(WORK INSTRUCTIONS): Reproduce the data below word for word, starting at its beginning and ending with the line that contains "[(31, 756), (246, 501)]", both ends included. Leave the pictures out of your answer.

(SOURCE RECORDS):
___

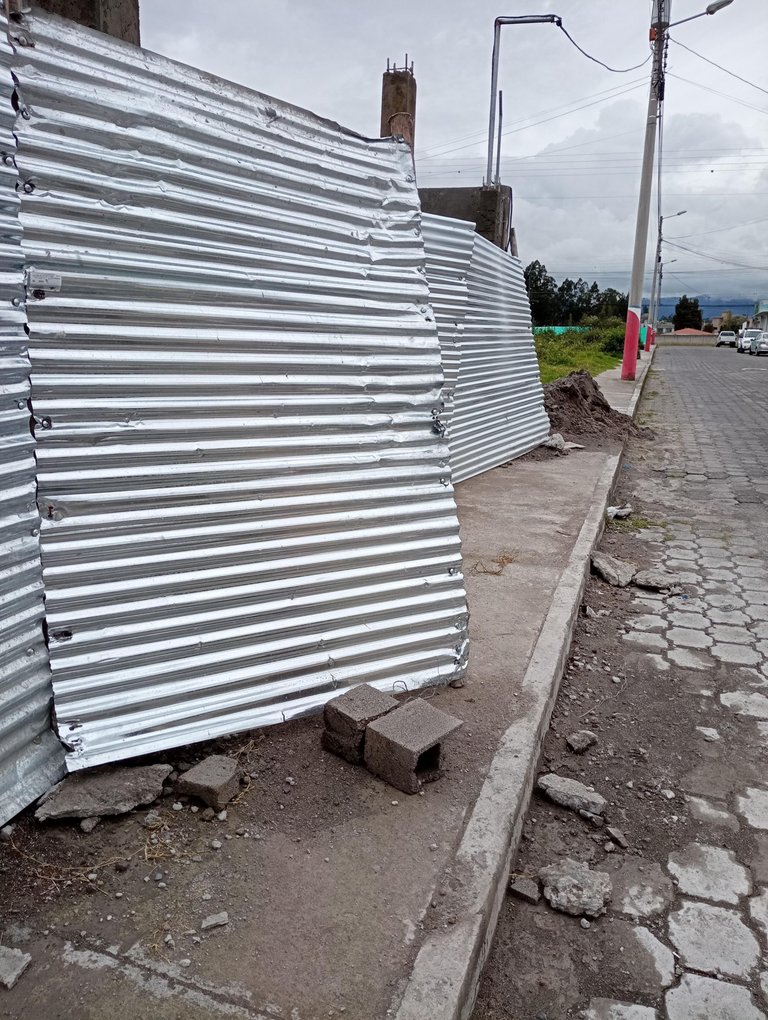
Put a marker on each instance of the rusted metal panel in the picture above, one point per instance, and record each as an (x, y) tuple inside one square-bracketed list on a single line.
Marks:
[(31, 756), (246, 501)]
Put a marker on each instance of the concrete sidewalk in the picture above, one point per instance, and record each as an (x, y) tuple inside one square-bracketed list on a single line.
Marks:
[(345, 898)]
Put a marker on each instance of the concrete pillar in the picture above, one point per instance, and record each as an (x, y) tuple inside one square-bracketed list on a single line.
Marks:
[(399, 103), (115, 17)]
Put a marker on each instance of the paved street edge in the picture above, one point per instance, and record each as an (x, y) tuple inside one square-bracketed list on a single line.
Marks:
[(443, 983)]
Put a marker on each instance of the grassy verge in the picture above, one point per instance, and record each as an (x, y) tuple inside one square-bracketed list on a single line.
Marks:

___

(ANSWER):
Put a marker on each instance of the rusted metal panel in the picture above, one point per instance, and record each as an (x, y) tuple inside one square-bracketed list on a single line.
Marks:
[(31, 756), (246, 501)]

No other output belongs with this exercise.